_DOCUMENT PASSAGE_.
APPEAL from the Circuit Court of Madison County; the Hon. JOSEPH J. BARR, Judge, presiding.


Plaintiff John Basden appeals from a judgment entered by the circuit court of Madison County on a jury verdict in favor of defendant Kiefner Bros., Inc. On appeal he contends that (1) the trial court erred in failing to rule as a matter of law that defendant was in charge of the work under the Structural Work Act; (2) the defense of contributory negligence was erroneously presented to the jury; (3) the jury was improperly influenced by the presence during its deliberations of an entire contract rather than the exhibit in its excerpted form; (4) hearsay evidence was improperly admitted at trial; (5) the trial court erred by granting defendant's motion in limine; (6) the trial court improperly refused to give a requested jury instruction. We reverse and remand for a new trial.

Plaintiff was employed by Joe Dittrich, d/b/a Air Tite Window Company, as a carpenter. Mr. Dittrich had been hired as a subcontractor by Kiefner Bros. for the replacement of windows at certain schools, pursuant to a contract between the Board of Education, Shawnee Community District No. 84 as owner, and Kiefner Bros. as general contractor. The contract for renovation work at numerous schools included a school at Grand Tower, Illinois.

Plaintiff testified that on Sunday, June 29, 1975, he met Mr. Dittrich at the Air Tite office in Granite City, Illinois, to pick up a scaffold, torches, tarpaulin, and other necessary tools for the job. On Monday, June 30, plaintiff drove to Grand Tower and laid out the windows which had been shipped to the gymnasium jobsite, laid down the tarpaulin and erected the scaffold. Plaintiff stated that the scaffold was aluminum with rollers on the bottom, and was 7 feet high, 2 feet wide and 6 feet long. A plywood platform was placed across the top of the scaffold. The windows which were to be removed were 14 to 16 feet above the gymnasium floor according to plaintiff.

Plaintiff further testified that on Tuesday, July 1, 1975, he and Kevin Gordon began work at the site. Plaintiff had not seen any employee of Kiefner Bros. that morning although he sought one out. Plaintiff placed his own 12-foot aluminum extension ladder on top of the scaffold to reach the work area. Plaintiff said he wedged the ladder in a wall radiator between the floor and window on which he was working, with the top of the ladder sticking out of the window, but he did not tie down the ladder in any other way. He testified that he had been up three or four rungs of the ladder working for approximately two minutes when the entire scaffold flipped out from the wall, and he fell with the ladder beneath him, causing extensive injuries. Plaintiff stated that neither the ladder nor the scaffold was defective and that the scaffold was solid with no foreign substance on the wooden platform. This fall occurred at approximately 10 a.m.

_LIST OF TASKS_.
**1)** From the court opinion, reproduce the passage from "Plaintiff John Basden" to "a new trial.".
**2)** According to the plaintiff's testimony in the court opinion, how far above the gymnasium floor were the windows that were to be removed?
**3)** Summarize the court opinion in two sentences.

_STORED DATA_.
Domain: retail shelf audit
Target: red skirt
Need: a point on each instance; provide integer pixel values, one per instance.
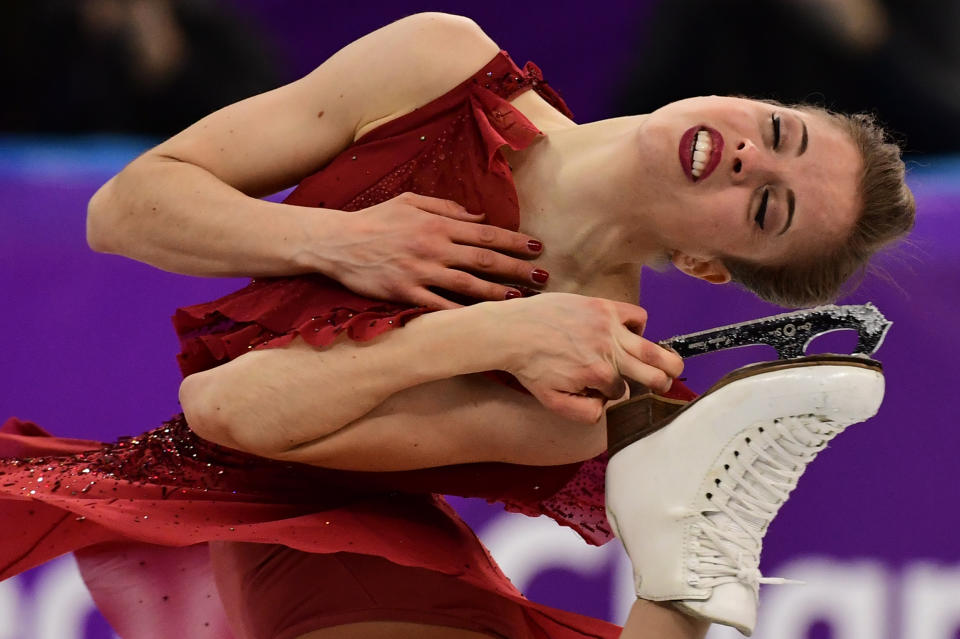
(145, 516)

_FINAL ANSWERS_.
**1)**
Plaintiff John Basden appeals from a judgment entered by the circuit court of Madison County on a jury verdict in favor of defendant Kiefner Bros., Inc. On appeal he contends that (1) the trial court erred in failing to rule as a matter of law that defendant was in charge of the work under the Structural Work Act; (2) the defense of contributory negligence was erroneously presented to the jury; (3) the jury was improperly influenced by the presence during its deliberations of an entire contract rather than the exhibit in its excerpted form; (4) hearsay evidence was improperly admitted at trial; (5) the trial court erred by granting defendant's motion in limine; (6) the trial court improperly refused to give a requested jury instruction. We reverse and remand for a new trial.

**2)** 14 to 16 feet

**3)** John Basden, a carpenter employed by a window subcontractor of general contractor Kiefner Bros., appeals a jury verdict in favor of Kiefner Bros., raising six claims of error, and the court reverses and remands for a new trial. He testified that on July 1, 1975, while he was working from his aluminum extension ladder placed on top of a rolling scaffold in a school gymnasium at Grand Tower, Illinois, the scaffold flipped out from the wall and he fell, suffering extensive injuries.